* **TEXT EXCERPT**
=== Section Start ===
Vitamin C

Katie Chambers

06 August 2015

Why do we need Vitamin C?

Vitamin C is important for the synthesis of collagen. This protein is the main component of connective tissue in mammals. Vitamin C has therefore been found to maintain health of connective tissue, providing support to joints. Additionally, it helps to speed recovery from wounds.

It is also vital for a range of metabolic reactions, which helps the body glean energy from the food that we eat. This means that the immune defences are strengthened against infections, and your cells are healthy and working well.

The immune defences are also improved with absorption of iron, something which Vitamin C has also been found to help with. The iron helps to transport oxygen around the body, keeping cells healthy and fighting fit.

Natural sources of Vitamin C

It should be possible to get all the vitamin C you need from your diet, unless you are on a ship with limited resources for several months at a time, in which case you may need to plan a bit more carefully. Very little vitamin C can be stored in the body, so it needs to be consumed each day.
=== Section End ===
* **RECORDS SHOWN**
=== Section Start ===
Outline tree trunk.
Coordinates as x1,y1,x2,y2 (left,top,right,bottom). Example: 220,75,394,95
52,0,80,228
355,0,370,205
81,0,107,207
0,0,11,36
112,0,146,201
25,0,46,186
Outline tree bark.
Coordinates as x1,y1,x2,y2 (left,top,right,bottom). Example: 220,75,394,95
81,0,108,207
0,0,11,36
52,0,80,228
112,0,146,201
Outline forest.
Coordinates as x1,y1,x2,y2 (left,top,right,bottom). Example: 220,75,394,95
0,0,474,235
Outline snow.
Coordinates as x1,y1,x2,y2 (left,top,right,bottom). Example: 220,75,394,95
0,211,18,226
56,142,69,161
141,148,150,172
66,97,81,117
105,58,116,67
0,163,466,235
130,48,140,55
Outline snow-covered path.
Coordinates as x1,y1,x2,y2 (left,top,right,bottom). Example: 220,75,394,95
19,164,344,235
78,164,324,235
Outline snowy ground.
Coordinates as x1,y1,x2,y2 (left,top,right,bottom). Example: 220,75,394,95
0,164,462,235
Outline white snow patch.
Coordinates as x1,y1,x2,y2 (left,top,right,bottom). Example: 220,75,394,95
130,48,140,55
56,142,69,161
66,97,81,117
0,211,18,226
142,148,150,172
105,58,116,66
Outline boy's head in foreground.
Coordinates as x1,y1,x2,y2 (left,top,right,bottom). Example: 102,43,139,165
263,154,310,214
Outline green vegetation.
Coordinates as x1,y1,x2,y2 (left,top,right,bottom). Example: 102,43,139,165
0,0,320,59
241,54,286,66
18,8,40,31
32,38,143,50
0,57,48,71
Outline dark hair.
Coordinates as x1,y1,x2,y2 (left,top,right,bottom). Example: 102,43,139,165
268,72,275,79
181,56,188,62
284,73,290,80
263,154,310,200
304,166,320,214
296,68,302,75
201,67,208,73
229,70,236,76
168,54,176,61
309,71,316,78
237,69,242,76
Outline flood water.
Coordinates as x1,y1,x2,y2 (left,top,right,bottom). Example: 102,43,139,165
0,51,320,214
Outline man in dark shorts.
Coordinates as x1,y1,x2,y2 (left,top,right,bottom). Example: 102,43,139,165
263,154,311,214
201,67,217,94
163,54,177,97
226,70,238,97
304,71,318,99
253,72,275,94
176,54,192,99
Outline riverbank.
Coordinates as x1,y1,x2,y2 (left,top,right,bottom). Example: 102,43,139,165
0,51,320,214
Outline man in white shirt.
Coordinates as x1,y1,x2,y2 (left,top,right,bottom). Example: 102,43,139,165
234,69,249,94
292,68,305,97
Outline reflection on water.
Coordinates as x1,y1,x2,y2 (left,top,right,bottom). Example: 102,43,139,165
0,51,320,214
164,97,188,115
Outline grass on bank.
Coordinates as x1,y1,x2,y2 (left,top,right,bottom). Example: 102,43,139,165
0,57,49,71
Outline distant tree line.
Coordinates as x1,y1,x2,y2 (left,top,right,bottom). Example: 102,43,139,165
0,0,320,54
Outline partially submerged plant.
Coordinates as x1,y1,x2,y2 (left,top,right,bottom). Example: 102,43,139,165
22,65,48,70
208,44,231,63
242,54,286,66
=== Section End ===
* **WORK INSTRUCTIONS**
a: Translate this sentence from the Vitamin C text into Spanish: "Very little vitamin C can be stored in the body, so it needs to be consumed each day."
b: Rewrite the Vitamin C text from "06 August 2015" up to and including "recovery from wounds.", changing "collagen" to "elastin".
The records play no part in the work on the Vitamin C text.

* **ANSWERS**
a: Muy poca vitamina C puede almacenarse en el cuerpo, por lo que debe consumirse cada día.

b:
06 August 2015

Why do we need Vitamin C?

Vitamin C is important for the synthesis of elastin. This protein is the main component of connective tissue in mammals. Vitamin C has therefore been found to maintain health of connective tissue, providing support to joints. Additionally, it helps to speed recovery from wounds.